◆ **TO DO**
All records below must be retyped exactly.
SOURCE MATERIAL section start
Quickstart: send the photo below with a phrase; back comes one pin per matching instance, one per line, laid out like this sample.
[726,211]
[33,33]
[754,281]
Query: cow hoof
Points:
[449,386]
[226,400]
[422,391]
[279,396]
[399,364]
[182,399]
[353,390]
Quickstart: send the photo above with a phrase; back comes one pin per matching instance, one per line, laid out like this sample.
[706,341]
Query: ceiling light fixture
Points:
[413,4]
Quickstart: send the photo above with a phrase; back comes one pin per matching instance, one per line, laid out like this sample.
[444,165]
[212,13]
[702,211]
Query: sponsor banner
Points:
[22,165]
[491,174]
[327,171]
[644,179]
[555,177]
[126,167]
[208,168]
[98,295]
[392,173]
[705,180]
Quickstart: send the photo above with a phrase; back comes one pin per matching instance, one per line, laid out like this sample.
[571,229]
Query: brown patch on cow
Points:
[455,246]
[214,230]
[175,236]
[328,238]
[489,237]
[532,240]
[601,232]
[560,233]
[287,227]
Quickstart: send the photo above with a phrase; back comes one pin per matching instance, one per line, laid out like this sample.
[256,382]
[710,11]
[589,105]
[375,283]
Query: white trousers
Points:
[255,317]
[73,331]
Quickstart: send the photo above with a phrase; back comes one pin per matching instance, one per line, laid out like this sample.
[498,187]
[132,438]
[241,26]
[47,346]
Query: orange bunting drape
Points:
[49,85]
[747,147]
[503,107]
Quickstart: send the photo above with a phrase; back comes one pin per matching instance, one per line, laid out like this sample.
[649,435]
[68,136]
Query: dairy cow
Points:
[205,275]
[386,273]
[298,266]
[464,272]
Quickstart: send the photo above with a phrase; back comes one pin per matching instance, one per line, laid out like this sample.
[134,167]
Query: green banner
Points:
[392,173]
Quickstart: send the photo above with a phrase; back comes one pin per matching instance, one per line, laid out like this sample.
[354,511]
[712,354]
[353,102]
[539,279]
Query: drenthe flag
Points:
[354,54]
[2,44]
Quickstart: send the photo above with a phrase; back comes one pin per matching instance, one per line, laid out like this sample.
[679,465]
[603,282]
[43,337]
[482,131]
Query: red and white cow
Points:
SOURCE MATERIAL section end
◆ **OUTPUT**
Quickstart: send the photo below with a phrase; back comes one pin per matching instance, one per line, laid out like this sample.
[726,211]
[33,33]
[754,281]
Query: cow hoof
Points:
[449,386]
[226,400]
[422,391]
[279,396]
[399,364]
[182,399]
[353,390]
Quickstart: send the photo above with a phrase; back comes one pin per matching instance, one per line, laid out like this sample.
[706,341]
Query: ceiling light fixture
Points:
[413,4]
Quickstart: send the photo above with a phrase; back comes one pin per matching instance, one per line, laid out like this sample.
[444,165]
[212,13]
[702,211]
Query: sponsor banner
Points:
[22,165]
[491,174]
[327,171]
[644,179]
[555,177]
[126,167]
[208,168]
[98,295]
[392,173]
[705,180]
Quickstart: send the photo above with a phrase; back comes one pin per matching instance, one per line, laid out like this sample.
[571,229]
Query: brown patch on cow
Points:
[455,246]
[214,230]
[175,236]
[328,238]
[489,237]
[532,240]
[601,232]
[560,233]
[287,227]
Quickstart: send the photo above with a phrase; back comes one pin per matching instance, one per line, laid out like this sample.
[256,382]
[710,11]
[589,105]
[375,283]
Query: white trousers
Points:
[255,317]
[73,331]
Quickstart: send the photo above with a phrase; back comes one pin per matching instance, one per line, laid out like this sample.
[498,187]
[132,438]
[241,26]
[47,346]
Query: orange bunting drape
Points:
[49,85]
[747,147]
[503,107]
Quickstart: send the photo above with a phrase; back comes one pin per matching instance, one per line, laid out like this sample.
[649,435]
[68,136]
Query: dairy cow
Points:
[205,275]
[386,273]
[298,266]
[464,272]
Quickstart: send the photo above with a phrase; back comes one pin per matching instance, one per line, laid out like this sample.
[134,167]
Query: green banner
Points:
[392,173]
Quickstart: send the photo above with a phrase; back comes one pin per matching instance, one per line, laid out like this sample.
[354,511]
[712,354]
[353,102]
[539,279]
Query: drenthe flag
Points:
[354,54]
[2,44]
Quickstart: send the photo above with a phrase; back comes one pin per matching instance, one per line, laid out like this sample.
[679,465]
[603,282]
[43,337]
[482,131]
Query: red and white cow
Points:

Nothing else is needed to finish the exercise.